Provided text below:
Therefore, as the president of the National Children and Youth Advisory Board, I decided to address the problem with a media awareness campaign, because at that time the vast majority of Liberians didn’t even know what Ebola was, let alone how they could avoid getting infected by the virus. Therefore, we conducted a week-long workshop for young people and communities with the help of a trained medical practitioner. Also, we visited most of the local radio stations, driving long distances to get there, to reach over two million Liberians and spread the message on how to prevent getting infected.
However, I thought that the radio wasn’t enough, so we decided to engage in door-to-door awareness communication. So, we physically went door to door, talking to people about prevention. On a few occasions, we even reported potential Ebola cases, even though we knew it was risky for our own safety, given how the disease spreads easily through physical interaction, even with sweat. We visited everyone, from children to adults, from every stratum of society.
They all came out of our intervention inspired, educated and able to prevent contamination. We also used WhatsApp, text messages and phone calls to provide psychological support to young people and develop communication strategies to ensure the right information was reaching communities.
This is only an example, but every single one of the initiatives that I have embarked on aims at creating a safe space for children and preventing them from any sort of violence and threat.
Also, my team and I are working to tackle the problem of climate change, that is affecting my country in many ways. As a result, sea erosion, air pollution, deforestation and famine are only a few common climate change effects that are impacting the environment. These things lead to malnutrition, ill health and migration, which make youth particularly vulnerable to suffering. However, on the other hand, youth constitute the majority of the population in many countries and have an increasingly strong social and environmental awareness, which will give them the power to lead our societies towards a sustainable future.
End of Provided text.
Extracted information below:
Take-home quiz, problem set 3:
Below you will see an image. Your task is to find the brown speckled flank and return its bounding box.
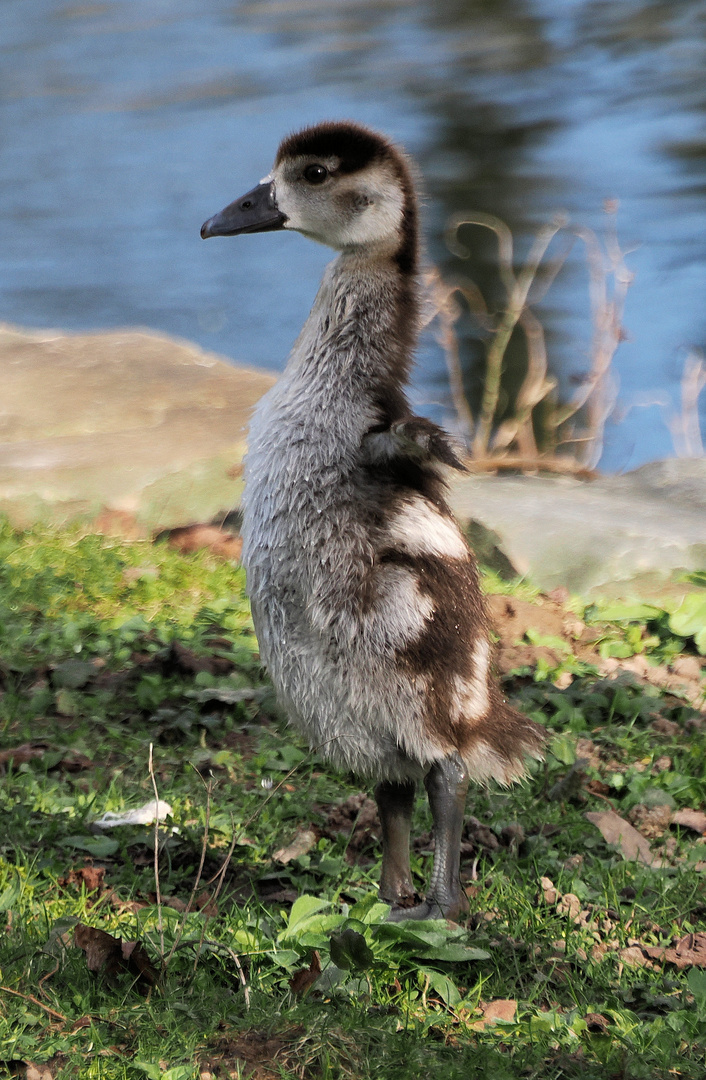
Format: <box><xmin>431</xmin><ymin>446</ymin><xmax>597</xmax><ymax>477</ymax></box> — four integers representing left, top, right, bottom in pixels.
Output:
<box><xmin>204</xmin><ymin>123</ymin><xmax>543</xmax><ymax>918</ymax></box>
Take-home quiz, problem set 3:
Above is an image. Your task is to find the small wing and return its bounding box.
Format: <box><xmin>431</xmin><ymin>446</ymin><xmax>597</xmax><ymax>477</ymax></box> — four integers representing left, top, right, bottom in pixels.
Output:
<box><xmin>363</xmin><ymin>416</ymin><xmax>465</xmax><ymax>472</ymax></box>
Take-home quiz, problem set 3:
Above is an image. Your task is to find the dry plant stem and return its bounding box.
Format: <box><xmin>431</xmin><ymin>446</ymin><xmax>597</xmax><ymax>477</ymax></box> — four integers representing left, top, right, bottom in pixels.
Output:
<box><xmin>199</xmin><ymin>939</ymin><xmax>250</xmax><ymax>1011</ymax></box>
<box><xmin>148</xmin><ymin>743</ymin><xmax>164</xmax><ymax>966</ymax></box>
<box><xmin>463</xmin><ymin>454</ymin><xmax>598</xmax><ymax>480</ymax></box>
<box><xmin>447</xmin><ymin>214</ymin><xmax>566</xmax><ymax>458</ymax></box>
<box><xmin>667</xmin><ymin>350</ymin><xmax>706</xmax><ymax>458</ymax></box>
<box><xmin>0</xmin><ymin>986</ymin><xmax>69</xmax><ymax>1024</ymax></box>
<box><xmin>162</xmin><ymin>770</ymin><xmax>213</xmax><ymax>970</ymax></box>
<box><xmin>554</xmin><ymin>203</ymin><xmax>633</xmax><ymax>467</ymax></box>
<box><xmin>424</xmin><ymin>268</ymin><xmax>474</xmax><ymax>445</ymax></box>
End of Extracted information.
Extracted information below:
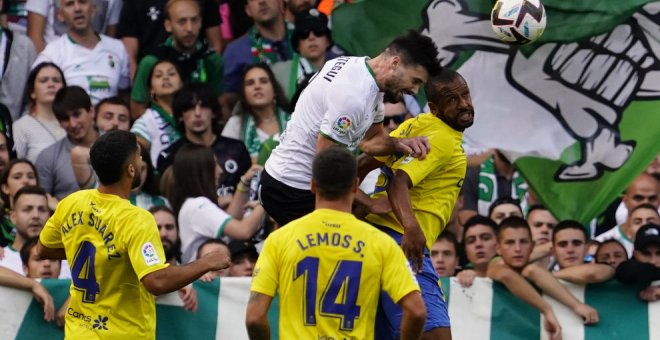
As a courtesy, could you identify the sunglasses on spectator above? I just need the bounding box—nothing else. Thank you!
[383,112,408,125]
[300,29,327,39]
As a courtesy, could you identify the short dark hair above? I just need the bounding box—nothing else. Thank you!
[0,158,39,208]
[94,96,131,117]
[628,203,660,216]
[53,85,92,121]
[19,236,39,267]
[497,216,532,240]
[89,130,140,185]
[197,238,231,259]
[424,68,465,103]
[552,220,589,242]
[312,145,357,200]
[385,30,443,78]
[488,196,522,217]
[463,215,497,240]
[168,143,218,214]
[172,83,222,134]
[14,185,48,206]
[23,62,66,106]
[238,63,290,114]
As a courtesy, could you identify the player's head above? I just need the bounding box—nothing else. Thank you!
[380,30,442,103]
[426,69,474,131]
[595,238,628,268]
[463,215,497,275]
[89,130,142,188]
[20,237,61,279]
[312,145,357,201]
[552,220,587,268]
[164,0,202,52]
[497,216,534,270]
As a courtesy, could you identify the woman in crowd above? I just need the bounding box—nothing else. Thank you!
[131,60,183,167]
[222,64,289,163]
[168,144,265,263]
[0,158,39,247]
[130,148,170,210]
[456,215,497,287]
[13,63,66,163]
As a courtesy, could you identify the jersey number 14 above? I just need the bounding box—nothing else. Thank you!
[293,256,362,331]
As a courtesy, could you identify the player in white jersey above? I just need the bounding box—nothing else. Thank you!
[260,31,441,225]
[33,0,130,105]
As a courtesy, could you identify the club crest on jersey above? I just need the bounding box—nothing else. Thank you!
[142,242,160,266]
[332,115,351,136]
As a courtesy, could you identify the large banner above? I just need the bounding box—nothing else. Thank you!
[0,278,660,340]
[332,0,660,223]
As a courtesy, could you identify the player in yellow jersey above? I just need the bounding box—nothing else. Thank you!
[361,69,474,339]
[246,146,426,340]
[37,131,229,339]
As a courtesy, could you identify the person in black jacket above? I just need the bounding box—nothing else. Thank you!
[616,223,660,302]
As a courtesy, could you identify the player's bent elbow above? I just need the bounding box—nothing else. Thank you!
End of Extracted information.
• Prompt 1:
In the Liberian youth advocacy text, who helped the writer's team run the week-long workshop for young people and communities?
• Prompt 2:
Write the next part of the Liberian youth advocacy text, picking up right after its final sentence.

• Reply 1:
A trained medical practitioner helped run the workshop.

• Reply 2:
Therefore, as a response to climate action, I want to bring forward a project called “Liberian Youths involvement in climate change action”. The objective of the project is to improve food security and resilience to climate change in 20 communities around Liberia, encouraging low land farming and Forestry Development Authority to halt deforestation.
The project also seeks to address barriers of insufficient knowledge and awareness amongst farmers on climate change. With my vast experience in advocacy, I intend to join the campaign to revitalize the agriculture sector and ensure that adaptation to climate change is integrated into relevant policies and planning processes at national level. This will ensure a local drive that will bring to the realization of Goal 1: “No Poverty”, Goal 2: “Zero Hunger”, Goal 13: “Climate Action” and Goal 15: “Life on Land”.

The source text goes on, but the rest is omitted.